Written request »
Can you continue the page text on the Risk component's artifact data format from where it stops?

Artifact Data Format
This section documents the key name and column layout that the
Risk component expects.
Risk components support the data_sources configuration pattern that lets
you override individual keys with a scalar, DataFrame, or callable without
rebuilding the artifact (see Data sources).
Data keys
The table below lists every data key used by the
Risk component.
Key |
Index columns |
Value columns |
Configurable? |
|---|---|---|---|
|
(scalar) |
A string (e.g., |
Yes - |
|
age, sex, year, parameter |
|
Yes - |
Artifact data shapes
The examples below use the data builders from the
_example_data module; a production artifact
has the same column layout but with real GBD values.
from vivarium_public_health._example_data import risk_exposure_dichotomous
# risk_factor.{name}.exposure - proportion per exposure category.
exposure = risk_exposure_dichotomous(0.6)
print(exposure.query("year_start == 1990 and parameter == 'exposed'").head(4).to_string(index=False))

Recorded information »
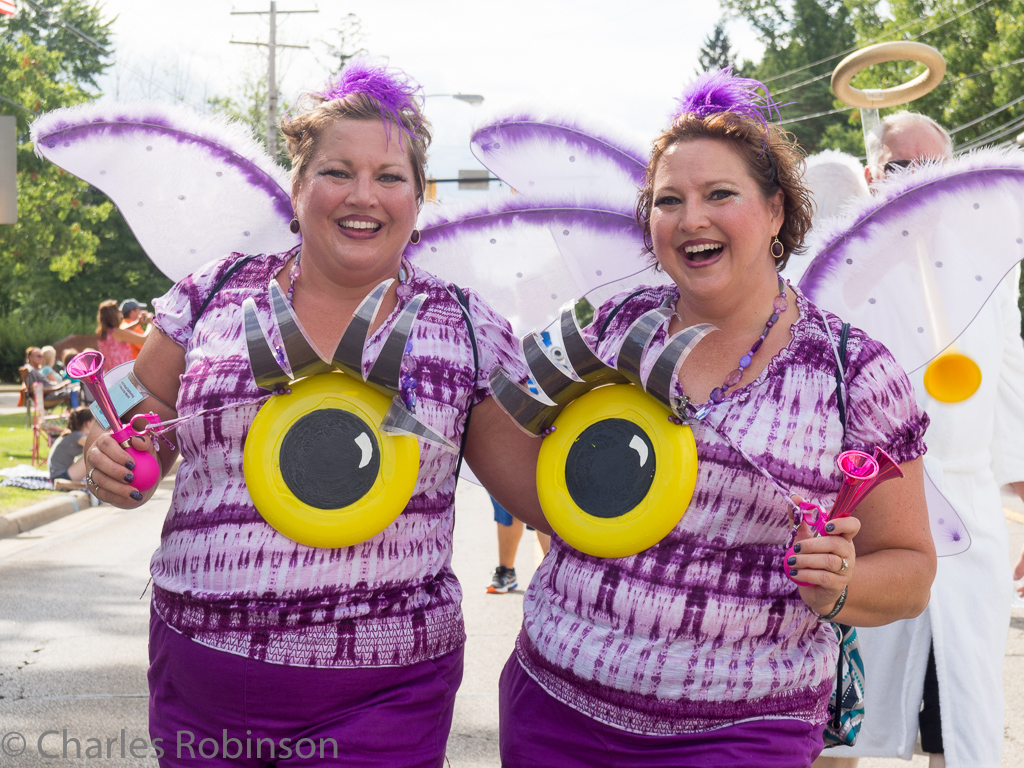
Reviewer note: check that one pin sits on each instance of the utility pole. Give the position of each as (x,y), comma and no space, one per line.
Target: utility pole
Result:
(271,89)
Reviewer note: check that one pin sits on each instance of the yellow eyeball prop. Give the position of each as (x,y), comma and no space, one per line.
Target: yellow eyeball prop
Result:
(615,476)
(320,470)
(952,377)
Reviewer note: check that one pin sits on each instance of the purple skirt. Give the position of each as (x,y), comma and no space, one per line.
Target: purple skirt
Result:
(538,730)
(208,708)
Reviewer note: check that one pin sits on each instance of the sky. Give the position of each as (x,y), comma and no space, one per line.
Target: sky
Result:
(611,64)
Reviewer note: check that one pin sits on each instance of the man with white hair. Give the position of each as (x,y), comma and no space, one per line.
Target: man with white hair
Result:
(902,139)
(953,652)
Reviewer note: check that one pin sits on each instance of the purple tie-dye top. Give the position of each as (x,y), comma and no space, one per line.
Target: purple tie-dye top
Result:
(704,629)
(226,579)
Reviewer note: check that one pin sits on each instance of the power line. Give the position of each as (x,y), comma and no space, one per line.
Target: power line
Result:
(95,44)
(869,42)
(1006,132)
(985,117)
(20,107)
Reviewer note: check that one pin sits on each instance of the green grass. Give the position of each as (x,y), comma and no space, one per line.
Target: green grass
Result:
(15,448)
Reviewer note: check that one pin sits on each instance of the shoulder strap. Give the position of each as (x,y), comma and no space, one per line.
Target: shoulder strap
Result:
(840,375)
(464,303)
(614,311)
(228,273)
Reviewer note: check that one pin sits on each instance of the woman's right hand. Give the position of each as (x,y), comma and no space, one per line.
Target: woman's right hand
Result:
(110,469)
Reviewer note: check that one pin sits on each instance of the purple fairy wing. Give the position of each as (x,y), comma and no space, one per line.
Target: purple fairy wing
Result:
(948,531)
(558,157)
(193,188)
(913,265)
(528,257)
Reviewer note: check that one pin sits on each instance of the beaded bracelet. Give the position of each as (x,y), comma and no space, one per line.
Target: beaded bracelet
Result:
(835,611)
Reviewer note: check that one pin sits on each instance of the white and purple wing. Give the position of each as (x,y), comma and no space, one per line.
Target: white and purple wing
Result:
(529,257)
(556,157)
(192,187)
(913,265)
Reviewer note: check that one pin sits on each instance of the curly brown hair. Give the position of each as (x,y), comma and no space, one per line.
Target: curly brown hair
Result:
(303,132)
(773,160)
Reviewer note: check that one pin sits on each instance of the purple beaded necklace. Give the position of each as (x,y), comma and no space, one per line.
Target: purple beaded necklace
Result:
(779,305)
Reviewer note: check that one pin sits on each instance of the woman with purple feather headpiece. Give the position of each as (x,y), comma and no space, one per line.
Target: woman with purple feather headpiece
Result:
(262,643)
(715,646)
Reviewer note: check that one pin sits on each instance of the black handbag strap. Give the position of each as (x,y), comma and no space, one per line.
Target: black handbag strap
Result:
(464,303)
(614,311)
(840,372)
(228,273)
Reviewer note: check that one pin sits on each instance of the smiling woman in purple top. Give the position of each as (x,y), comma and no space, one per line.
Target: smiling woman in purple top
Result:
(355,649)
(700,650)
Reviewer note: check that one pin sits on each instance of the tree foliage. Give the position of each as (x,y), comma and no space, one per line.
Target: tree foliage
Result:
(982,42)
(717,50)
(70,249)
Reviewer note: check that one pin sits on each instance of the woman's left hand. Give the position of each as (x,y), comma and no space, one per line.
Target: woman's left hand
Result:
(825,562)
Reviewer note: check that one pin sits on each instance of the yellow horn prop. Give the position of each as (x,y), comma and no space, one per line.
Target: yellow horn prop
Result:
(952,377)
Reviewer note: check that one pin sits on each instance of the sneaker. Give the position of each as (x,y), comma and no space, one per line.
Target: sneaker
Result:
(503,581)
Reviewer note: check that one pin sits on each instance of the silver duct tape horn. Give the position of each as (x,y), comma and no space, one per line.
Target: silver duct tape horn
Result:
(589,372)
(302,359)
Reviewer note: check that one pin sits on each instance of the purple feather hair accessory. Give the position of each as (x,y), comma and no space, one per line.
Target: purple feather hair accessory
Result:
(391,88)
(718,91)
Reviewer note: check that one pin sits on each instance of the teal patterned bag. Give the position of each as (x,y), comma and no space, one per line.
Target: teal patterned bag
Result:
(846,708)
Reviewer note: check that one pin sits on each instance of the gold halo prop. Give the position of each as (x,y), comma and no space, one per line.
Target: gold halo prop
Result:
(893,51)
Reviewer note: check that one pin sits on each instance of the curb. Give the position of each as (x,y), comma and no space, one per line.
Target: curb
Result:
(27,518)
(46,511)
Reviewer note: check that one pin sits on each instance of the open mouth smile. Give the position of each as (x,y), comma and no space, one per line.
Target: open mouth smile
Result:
(701,252)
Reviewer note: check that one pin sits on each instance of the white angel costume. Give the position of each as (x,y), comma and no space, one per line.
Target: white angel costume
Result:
(897,268)
(973,449)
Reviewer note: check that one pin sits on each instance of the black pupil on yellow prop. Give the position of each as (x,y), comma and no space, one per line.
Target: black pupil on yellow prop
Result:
(330,459)
(609,468)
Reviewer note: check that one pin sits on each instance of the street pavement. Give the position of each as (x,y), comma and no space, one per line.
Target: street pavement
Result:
(74,612)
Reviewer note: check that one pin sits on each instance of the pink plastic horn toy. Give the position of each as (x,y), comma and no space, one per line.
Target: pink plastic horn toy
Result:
(88,368)
(861,474)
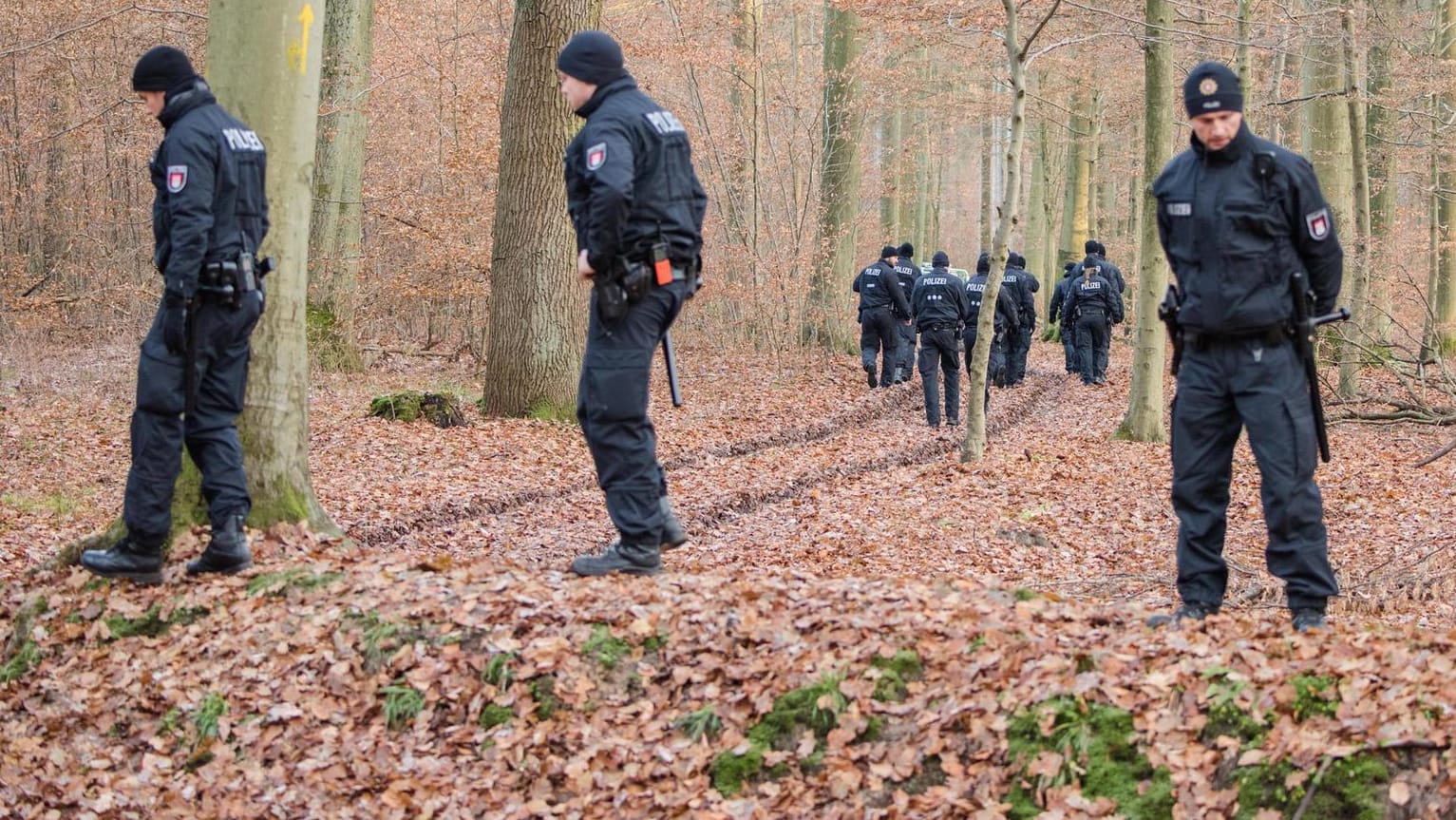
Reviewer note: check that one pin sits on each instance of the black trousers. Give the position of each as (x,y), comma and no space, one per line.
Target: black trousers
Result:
(210,431)
(1223,390)
(941,349)
(1094,346)
(612,402)
(879,331)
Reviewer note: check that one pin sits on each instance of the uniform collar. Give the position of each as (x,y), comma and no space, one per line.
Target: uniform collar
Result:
(183,101)
(603,92)
(1231,153)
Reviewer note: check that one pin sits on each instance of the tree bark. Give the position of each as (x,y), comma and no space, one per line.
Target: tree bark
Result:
(1144,402)
(336,235)
(1354,334)
(830,287)
(538,308)
(262,60)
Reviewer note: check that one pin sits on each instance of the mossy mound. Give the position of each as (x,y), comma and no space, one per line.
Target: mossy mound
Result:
(1098,751)
(440,410)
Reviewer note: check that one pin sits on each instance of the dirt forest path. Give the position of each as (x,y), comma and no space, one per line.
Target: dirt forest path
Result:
(776,465)
(900,620)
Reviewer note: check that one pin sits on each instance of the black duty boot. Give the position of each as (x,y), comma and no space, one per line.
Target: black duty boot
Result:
(227,552)
(620,557)
(1190,611)
(128,560)
(673,532)
(1309,620)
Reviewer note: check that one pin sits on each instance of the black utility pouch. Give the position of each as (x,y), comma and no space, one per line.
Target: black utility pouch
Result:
(612,302)
(635,280)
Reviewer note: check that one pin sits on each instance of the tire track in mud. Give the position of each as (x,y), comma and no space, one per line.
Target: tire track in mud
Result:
(866,410)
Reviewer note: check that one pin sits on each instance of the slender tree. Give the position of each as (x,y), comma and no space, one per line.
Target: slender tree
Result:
(538,309)
(1144,402)
(977,358)
(827,320)
(336,235)
(262,60)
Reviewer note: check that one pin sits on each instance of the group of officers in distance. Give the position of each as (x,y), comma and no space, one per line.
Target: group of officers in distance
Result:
(1242,220)
(898,300)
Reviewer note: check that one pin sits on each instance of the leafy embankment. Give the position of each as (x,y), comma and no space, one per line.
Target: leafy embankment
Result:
(349,683)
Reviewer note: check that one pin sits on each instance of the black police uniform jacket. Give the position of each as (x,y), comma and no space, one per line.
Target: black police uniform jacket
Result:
(939,300)
(631,180)
(1235,223)
(210,175)
(879,286)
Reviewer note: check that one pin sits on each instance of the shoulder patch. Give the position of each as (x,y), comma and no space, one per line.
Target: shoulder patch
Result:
(596,156)
(177,178)
(1318,223)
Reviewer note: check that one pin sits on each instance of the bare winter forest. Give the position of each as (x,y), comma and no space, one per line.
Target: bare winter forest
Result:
(873,620)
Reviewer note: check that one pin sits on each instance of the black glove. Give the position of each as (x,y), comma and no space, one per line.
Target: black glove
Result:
(174,322)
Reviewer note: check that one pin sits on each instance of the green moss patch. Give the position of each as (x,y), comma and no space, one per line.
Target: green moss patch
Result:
(440,410)
(895,673)
(1350,789)
(603,648)
(294,579)
(813,708)
(1098,752)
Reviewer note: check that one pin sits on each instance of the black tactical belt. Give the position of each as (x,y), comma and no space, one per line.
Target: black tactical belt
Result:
(1270,336)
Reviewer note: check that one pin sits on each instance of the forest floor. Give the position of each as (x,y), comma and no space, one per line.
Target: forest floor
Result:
(860,625)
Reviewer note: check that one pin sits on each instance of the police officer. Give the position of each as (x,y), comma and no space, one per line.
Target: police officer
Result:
(1027,284)
(1054,314)
(208,218)
(1237,215)
(1095,306)
(1005,324)
(941,308)
(881,306)
(638,210)
(907,271)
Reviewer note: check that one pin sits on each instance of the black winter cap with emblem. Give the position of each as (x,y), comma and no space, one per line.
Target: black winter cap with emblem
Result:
(161,70)
(1212,86)
(592,57)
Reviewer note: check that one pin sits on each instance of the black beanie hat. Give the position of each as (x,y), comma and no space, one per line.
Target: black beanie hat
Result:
(1212,86)
(161,68)
(592,57)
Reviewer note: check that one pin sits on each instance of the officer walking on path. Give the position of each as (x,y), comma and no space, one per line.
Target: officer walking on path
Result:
(907,271)
(1094,305)
(881,305)
(941,309)
(638,210)
(1237,215)
(208,218)
(1054,314)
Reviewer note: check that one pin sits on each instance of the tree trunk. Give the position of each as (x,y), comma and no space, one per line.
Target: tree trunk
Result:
(262,59)
(974,445)
(538,308)
(336,235)
(1445,335)
(830,289)
(1075,205)
(1357,264)
(1144,401)
(1381,133)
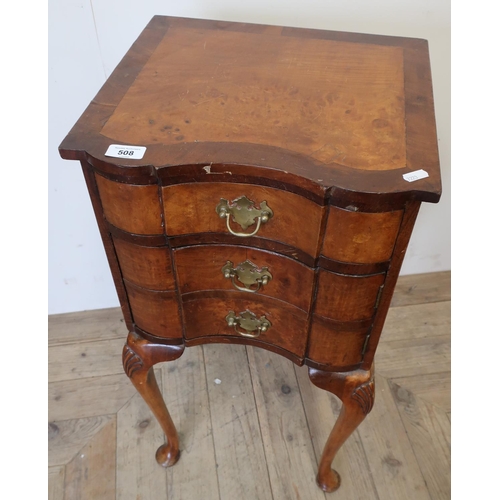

Response to the task »
age_start age_end sex year_start year_end parameter value
0.000000 0.019178 Male 1990 1991 exposed 0.6
0.000000 0.019178 Female 1990 1991 exposed 0.6
0.019178 0.076712 Male 1990 1991 exposed 0.6
0.019178 0.076712 Female 1990 1991 exposed 0.6
Data sources
Risk components support a data_sources configuration pattern that lets
you override individual data keys without rebuilding the artifact. You can
override any key with:
Scalar (int or float) - broadcast a constant value to all simulants.
DataFrame - use the DataFrame directly.
Callable - call the function at setup time to produce the data.
Artifact key (string) - load a different key from the artifact.
Risk declares a
configurable exposure data source:
# Default configuration (loaded from the artifact):
risk_factor.{name}:
data_sources:
exposure: "risk_factor.{name}.exposure"
distribution_type: "risk_factor.{name}.distribution"
This can be overridden with a scalar in the simulation configuration:
configuration:
risk_factor.{name}:
distribution_type: "dichotomous" # or load from artifact
data_sources:
exposure: 0.6 # scalar, DataFrame, callable, or artifact key
Risk
A Risk component assigns
each simulant an exposure value. In the simplest case - a dichotomous
risk - each simulant falls into one of two categories:
exposed or unexposed. The proportion exposed is determined by the exposure
data source. Each simulant’s propensity (a random value drawn at
initialization) determines whether they are in the exposed group.
Basic example
The simplest risk model sets everyone to exposed:
config = make_base_config()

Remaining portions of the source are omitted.